Gandhi @150 Resurrection of the Mahatma

Kaushal Kishore | Follow @MrKKjha

Shiva appeared weak and older this time. And this was my first reaction to her on the eve of Bapu’s anniversary at India International Centre. She approached to receive me as soon as saw us, and I have introduced my friend with the book, before recollecting our previous meeting when she looked better at the Constitution Club in the Anupam Mishra Memorial. I still remember veteran Gandhian Dr. Vandana Shiva’s words that we will fulfil his dreams. She was firm and unforgettable in the shortest tribute to the man of wisdom known for water. Then she led us into the C.D. Deshmukh Auditorium in order to celebrate Bhumi 2019. And further informed about the Bengaluru visit next day to participate the Satyagraha with her friend Prasanna and others for Sacred Economy as if it was an invitation to join their collective tribute to the Mahatma. I moved towards my newest friend, the Iranian Gandhian scholar, Dr. Ramin Jahanbegloo as soon as my eyes figured him out sitting among the few audience.

The other day I have admired him to express homecoming and poetry are one and the same. He’s glad to define it as a tribute to the German poet Heidegger in the celebrations of his 130th anniversary. ‘I have quoted one of your verses in my yesterday address at the YMCA University’, I told him while shaking hands and disclosed that the talk was focused on role of youth in the mature democracy. We’d so much before listening to one of the best addresses of this anniversary of the nonviolence icon. It was the inaugural address by the veteran disciple of the Buddha, Professor Samdhong Rinpoche.

I am mesmerised to know that former Prime Minister of the Tibetan govt. in exile has been keeping Gandhi’s Hind Swaraj for four long decades as the Gita. He raised serious questions on mere lip services by the leadership of the world on the name of Gandhi—truth, peace and nonviolence—while hoarding for weapons and wars. Rinpoche has tried hard to bring us back on the long lost dialogue about disarmament, nonviolence and peace. This idea of the resurrection seems to be next to impossible.

- [AIM 1] In the article on Gandhi's 150th anniversary, in which auditorium was Bhumi 2019 celebrated?
- [AIM 2] Reproduce the part of the article on Gandhi's 150th anniversary starting at "I am mesmerised" and ending at "next to impossible.".

- [RECORDED INFORMATION]
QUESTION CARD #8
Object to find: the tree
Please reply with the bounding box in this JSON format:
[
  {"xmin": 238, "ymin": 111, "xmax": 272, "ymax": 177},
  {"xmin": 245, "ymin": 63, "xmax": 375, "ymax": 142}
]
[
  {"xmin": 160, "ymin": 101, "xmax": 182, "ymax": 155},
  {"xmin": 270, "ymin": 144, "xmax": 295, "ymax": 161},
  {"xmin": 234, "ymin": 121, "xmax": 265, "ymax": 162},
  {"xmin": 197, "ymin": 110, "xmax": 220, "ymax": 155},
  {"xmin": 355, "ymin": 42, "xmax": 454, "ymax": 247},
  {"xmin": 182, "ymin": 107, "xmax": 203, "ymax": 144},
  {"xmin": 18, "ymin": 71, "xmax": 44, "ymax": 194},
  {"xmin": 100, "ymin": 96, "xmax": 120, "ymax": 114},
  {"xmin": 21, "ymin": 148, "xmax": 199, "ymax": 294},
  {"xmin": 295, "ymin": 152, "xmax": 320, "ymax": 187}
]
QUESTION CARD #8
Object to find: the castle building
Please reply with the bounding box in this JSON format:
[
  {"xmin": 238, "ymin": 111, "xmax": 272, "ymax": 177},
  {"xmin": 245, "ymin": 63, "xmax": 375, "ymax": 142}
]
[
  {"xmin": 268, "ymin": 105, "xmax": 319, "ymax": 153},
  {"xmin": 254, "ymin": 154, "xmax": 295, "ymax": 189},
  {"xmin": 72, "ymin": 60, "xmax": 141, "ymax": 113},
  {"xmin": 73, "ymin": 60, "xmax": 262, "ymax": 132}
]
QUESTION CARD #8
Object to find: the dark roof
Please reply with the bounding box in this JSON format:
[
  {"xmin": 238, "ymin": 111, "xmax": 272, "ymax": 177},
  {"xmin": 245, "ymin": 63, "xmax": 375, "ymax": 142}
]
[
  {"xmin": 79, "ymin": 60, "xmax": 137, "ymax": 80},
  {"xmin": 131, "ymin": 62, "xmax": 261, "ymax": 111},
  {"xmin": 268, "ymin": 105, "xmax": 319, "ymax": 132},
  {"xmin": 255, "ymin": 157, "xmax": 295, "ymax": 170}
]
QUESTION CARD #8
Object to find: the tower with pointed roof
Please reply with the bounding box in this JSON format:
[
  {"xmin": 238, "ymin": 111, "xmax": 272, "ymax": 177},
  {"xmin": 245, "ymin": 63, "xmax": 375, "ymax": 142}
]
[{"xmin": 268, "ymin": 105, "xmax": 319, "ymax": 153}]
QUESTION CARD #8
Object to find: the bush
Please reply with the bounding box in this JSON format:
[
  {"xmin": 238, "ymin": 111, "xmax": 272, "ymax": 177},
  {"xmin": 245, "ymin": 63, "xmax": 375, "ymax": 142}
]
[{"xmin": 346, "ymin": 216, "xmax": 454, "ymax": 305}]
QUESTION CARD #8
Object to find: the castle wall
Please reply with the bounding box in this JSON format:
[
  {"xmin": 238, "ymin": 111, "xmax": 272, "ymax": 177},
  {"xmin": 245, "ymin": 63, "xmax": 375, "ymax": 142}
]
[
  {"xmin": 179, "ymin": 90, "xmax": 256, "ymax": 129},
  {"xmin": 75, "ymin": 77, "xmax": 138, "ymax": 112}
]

- [SOLUTION 1] The C.D. Deshmukh Auditorium.

- [SOLUTION 2]
I am mesmerised to know that former Prime Minister of the Tibetan govt. in exile has been keeping Gandhi’s Hind Swaraj for four long decades as the Gita. He raised serious questions on mere lip services by the leadership of the world on the name of Gandhi—truth, peace and nonviolence—while hoarding for weapons and wars. Rinpoche has tried hard to bring us back on the long lost dialogue about disarmament, nonviolence and peace. This idea of the resurrection seems to be next to impossible.